━━ Extrait choisi ━━

Crise des déchets en Campanie : c'est pas fini !
Il convient de mettre en place un plan de gestion intégrée des déchets accordant la priorité à la réduction, à la réutilisation et au recyclage, afin d’éviter une nouvelle crise dans la région de Campanie, affirme un série de recommandations approuvées la semaine dernière par la Commission des pétitions du Parlement européen, à l’issue d’une mission d’information effectuée en avril dernier...
Le rapport souligne que "ni les gouvernements nationaux successifs de différentes couleurs politiques, ni les commissaires ne sont parvenus à résoudre ce problème aux racines profondes". C’est pourquoi les députés estiment que, à ce stade, il ne paraît pas utile de désigner de coupables. La Commission des pétitions lance un avertissement : "la crise des déchets en Campanie n’est pas terminée ; elle est juste en sommeil et le risque d’une nouvelle éruption est important". Pour l'éviter, les euro-députés recommandent l’adoption d’un plan de gestion intégrée des déchets visant en priorité la prévention, la réduction, la réutilisation et le recyclage des déchets, ainsi que l’organisation de collectes séparées. Le plan devrait également comprendre l’assainissement des zones polluées et des critères de référence afin de mesurer les progrès, et fournir des infrastructures de formation et d’assistance aux autorités et opérateurs locaux
Le rapport fait également état d’une "rupture totale" de la communication entre citoyens et autorités, ainsi que d’un "déficit démocratique" dans la Région Campanie. Il convient de renouer le dialogue entre les citoyens et les autorités, affirment donc les députés, qui soulignent que "la supervision militaire est contreproductive à l’égard de la transparence ou de toute perception raisonnable de normalité". Par ailleurs, le rapport invite également les autorités italiennes et régionales à allouer des fonds appropriés afin de financer de nouvelles usines de recyclage et des sites de tri des déchets spéciaux.

━━━

[Tâche courte A]
Selon l'extrait sur la crise des déchets en Campanie, pourquoi les députés jugent-ils inutile, à ce stade, de désigner des coupables ? Répondez en une à trois phrases.

━━ Données fournies ━━

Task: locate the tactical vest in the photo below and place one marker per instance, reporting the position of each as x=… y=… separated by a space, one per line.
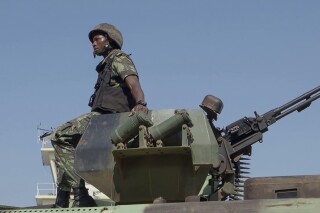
x=107 y=97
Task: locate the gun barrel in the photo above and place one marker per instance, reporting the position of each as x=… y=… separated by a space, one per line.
x=299 y=103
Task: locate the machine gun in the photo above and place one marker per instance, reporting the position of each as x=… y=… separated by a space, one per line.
x=247 y=131
x=169 y=153
x=235 y=141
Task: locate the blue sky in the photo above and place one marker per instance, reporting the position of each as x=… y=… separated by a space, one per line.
x=254 y=55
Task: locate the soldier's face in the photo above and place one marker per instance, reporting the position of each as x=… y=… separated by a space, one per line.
x=98 y=43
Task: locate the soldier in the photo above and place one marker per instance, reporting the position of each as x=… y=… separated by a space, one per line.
x=117 y=90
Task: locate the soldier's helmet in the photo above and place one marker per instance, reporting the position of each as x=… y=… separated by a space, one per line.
x=113 y=33
x=212 y=105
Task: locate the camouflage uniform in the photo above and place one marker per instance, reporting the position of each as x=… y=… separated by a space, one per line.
x=66 y=137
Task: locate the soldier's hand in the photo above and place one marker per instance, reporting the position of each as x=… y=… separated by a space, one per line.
x=137 y=108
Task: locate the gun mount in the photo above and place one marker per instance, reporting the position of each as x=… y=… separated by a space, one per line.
x=174 y=154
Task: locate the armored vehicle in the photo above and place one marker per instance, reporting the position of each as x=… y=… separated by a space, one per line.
x=177 y=160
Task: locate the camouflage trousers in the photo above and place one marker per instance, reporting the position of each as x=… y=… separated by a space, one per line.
x=64 y=141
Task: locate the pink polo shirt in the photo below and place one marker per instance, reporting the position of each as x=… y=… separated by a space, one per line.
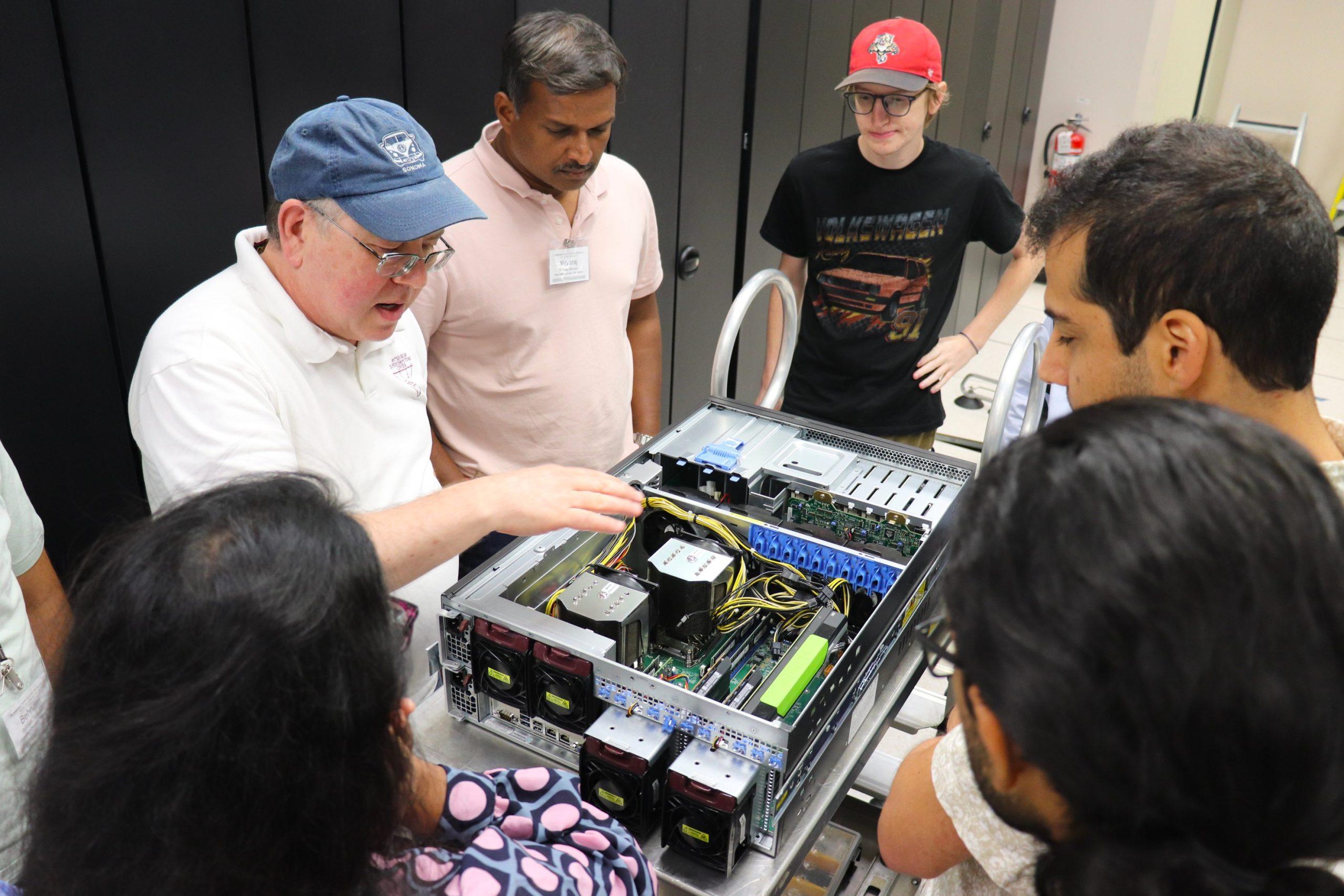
x=522 y=373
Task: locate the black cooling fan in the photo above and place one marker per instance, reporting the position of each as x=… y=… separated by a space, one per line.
x=562 y=688
x=702 y=823
x=628 y=782
x=499 y=661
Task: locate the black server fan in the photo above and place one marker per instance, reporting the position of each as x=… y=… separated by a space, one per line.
x=622 y=784
x=562 y=688
x=710 y=828
x=499 y=662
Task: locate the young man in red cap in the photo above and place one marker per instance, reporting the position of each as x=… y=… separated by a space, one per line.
x=877 y=226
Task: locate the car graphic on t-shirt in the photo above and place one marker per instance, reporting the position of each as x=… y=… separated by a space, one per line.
x=874 y=284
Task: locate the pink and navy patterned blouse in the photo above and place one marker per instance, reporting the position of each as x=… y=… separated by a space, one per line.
x=522 y=832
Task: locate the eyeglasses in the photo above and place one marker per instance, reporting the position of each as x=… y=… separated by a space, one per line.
x=941 y=661
x=395 y=263
x=896 y=104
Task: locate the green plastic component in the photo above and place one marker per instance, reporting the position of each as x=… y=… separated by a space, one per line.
x=796 y=675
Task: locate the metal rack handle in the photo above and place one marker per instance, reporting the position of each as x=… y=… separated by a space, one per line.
x=761 y=282
x=1028 y=340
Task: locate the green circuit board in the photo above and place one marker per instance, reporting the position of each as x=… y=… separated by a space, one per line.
x=855 y=527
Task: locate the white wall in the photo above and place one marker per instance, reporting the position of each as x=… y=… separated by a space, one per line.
x=1095 y=64
x=1285 y=59
x=1120 y=65
x=1139 y=62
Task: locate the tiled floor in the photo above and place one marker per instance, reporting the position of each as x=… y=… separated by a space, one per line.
x=971 y=425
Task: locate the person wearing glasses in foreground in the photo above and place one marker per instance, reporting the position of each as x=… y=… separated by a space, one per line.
x=232 y=722
x=301 y=356
x=1150 y=675
x=874 y=230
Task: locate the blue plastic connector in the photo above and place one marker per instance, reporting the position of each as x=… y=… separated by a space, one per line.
x=869 y=575
x=722 y=456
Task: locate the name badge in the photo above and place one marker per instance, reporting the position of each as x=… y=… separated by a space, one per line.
x=569 y=261
x=29 y=719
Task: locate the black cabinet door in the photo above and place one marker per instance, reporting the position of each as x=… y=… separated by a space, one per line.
x=62 y=418
x=307 y=53
x=648 y=133
x=169 y=131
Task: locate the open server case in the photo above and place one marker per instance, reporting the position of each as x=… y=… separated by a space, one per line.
x=695 y=668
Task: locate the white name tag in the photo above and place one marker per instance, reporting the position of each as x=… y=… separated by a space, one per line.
x=569 y=262
x=30 y=716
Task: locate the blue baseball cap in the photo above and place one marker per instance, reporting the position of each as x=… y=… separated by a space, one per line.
x=377 y=163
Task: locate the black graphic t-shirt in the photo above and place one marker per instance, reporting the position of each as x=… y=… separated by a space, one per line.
x=884 y=251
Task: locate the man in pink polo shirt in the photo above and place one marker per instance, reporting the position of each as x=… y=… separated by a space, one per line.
x=543 y=335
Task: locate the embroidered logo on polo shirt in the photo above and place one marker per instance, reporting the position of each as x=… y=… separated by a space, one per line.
x=404 y=368
x=884 y=46
x=404 y=151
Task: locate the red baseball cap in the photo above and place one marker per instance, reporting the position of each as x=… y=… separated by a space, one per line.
x=897 y=53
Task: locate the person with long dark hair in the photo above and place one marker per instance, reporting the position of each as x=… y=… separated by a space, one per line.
x=1147 y=601
x=230 y=721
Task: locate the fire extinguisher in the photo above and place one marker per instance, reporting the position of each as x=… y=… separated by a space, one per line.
x=1065 y=145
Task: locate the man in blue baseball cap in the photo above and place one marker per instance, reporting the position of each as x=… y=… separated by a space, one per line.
x=300 y=356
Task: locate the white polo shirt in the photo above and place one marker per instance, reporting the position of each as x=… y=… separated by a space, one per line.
x=20 y=547
x=236 y=379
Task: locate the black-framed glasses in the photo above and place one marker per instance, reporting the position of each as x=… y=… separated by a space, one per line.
x=932 y=635
x=395 y=263
x=896 y=104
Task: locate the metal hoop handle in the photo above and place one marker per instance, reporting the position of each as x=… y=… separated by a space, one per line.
x=1028 y=340
x=760 y=284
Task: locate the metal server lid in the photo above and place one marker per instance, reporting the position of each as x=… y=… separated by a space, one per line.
x=717 y=769
x=632 y=734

━━━

[Tâche courte B]
Relevez chacune des lignes ci-dessus où figure le mot « metal ».

[Réponse attendue A]
Les députés jugent inutile de désigner des coupables parce que, selon le rapport, ni les gouvernements nationaux successifs de différentes couleurs politiques, ni les commissaires ne sont parvenus à résoudre ce problème aux racines profondes.

[Réponse attendue B]
Task: locate the metal rack handle in the photo above and place one marker per instance, reporting the position of each as x=… y=… separated by a space, one per line.
Task: locate the metal hoop handle in the photo above and place one marker per instance, reporting the position of each as x=… y=… separated by a space, one per line.
Task: locate the metal server lid in the photo above and place one marker per instance, reporting the position of each as x=… y=… separated by a space, one per line.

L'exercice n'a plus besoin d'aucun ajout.